You should know OTEL as a frontend engineer - observability is not optional

You should know OpenTelemetry - As a frontend engineer

Observability is not optional. Chances are you're on-call for your team right now. And as a frontend dev, you're most likely using Sentry, New Relic, Datadog, or some other paid SaaS.

The thing is, it doesn't matter which product—your team needs visibility into your systems. Maybe orders aren't going through, or users can't add products to the cart—it can be anything.

You set alerts, check the metrics at regular intervals, and if something does go wrong, you have data to rely on to quickly reach a conclusion. The truth is, all the third-party tools I mentioned above make this too easy. They have fancy dashboards, a super intuitive query language (I'm looking at you, NRQL), or some other fancy tooling, and they're not cheap.

Your organization might decide to cut costs on third-party tooling and run everything in-house. It is certainly possible, very much so actually. One solution is OpenTelemetry.

What is OpenTelemetry?

OpenTelemetry is an open-source framework that provides a vendor-neutral standard for generating, collecting, processing, and exporting observability data (logs, metrics, traces) from cloud-native apps. Think of it as unified "plumbing" to understand system behavior without being locked into a specific monitoring tool.

▸ YOUR TASK
Using the OpenTelemetry article, explain in one to three sentences why an organization might decide to run its observability tooling in-house.

▸ RECORDS
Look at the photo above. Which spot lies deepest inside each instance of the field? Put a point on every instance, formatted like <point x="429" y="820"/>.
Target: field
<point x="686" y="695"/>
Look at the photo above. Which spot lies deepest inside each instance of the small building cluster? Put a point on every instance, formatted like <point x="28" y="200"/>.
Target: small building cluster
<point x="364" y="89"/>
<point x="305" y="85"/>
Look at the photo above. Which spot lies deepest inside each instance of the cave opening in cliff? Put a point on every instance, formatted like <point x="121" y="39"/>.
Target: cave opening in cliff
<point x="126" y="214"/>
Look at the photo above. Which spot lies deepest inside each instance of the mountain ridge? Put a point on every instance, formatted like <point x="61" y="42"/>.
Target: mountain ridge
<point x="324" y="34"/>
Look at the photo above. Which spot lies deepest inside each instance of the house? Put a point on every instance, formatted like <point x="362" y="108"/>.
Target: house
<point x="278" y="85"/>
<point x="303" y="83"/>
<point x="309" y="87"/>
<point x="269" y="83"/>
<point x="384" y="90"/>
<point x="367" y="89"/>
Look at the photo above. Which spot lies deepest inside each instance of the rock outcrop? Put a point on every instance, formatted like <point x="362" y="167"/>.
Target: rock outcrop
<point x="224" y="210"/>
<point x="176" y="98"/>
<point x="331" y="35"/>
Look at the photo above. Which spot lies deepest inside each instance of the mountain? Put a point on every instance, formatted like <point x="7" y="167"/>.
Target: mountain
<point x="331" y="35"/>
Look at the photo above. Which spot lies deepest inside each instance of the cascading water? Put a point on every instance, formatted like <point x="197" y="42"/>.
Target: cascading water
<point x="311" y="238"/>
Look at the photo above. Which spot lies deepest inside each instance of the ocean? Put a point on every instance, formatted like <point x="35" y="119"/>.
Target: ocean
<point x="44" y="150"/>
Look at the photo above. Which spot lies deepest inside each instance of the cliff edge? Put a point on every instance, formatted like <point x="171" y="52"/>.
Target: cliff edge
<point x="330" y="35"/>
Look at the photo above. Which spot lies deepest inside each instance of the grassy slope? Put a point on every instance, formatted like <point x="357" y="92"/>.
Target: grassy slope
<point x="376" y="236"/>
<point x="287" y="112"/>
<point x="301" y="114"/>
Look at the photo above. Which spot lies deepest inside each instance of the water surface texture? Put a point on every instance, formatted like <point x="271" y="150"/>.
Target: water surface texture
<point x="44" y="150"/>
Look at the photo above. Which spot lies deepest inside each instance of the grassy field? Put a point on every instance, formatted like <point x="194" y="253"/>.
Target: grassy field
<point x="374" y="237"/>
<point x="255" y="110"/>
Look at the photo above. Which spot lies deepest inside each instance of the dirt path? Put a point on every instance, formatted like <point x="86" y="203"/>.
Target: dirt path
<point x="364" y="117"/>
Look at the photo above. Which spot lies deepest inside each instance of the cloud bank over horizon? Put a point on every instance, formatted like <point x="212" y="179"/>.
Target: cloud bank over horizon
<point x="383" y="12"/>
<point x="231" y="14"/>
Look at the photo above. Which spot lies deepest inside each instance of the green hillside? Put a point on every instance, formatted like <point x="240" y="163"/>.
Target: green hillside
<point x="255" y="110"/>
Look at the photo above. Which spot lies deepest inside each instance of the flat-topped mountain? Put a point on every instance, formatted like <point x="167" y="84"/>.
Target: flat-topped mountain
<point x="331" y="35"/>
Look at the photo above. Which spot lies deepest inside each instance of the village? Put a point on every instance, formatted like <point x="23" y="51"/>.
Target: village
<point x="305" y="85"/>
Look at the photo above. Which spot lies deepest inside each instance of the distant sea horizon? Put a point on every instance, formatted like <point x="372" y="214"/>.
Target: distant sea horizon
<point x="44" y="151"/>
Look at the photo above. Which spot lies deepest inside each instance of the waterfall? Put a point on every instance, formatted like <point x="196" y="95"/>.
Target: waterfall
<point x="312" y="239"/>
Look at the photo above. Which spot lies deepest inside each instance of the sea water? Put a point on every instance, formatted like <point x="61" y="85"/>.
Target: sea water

▸ EXERCISE RESULT
The article says the paid third-party tools frontend teams often use, such as Sentry, New Relic and Datadog, are not cheap, so an organization might cut costs by running everything in-house. It presents OpenTelemetry as one solution for doing that.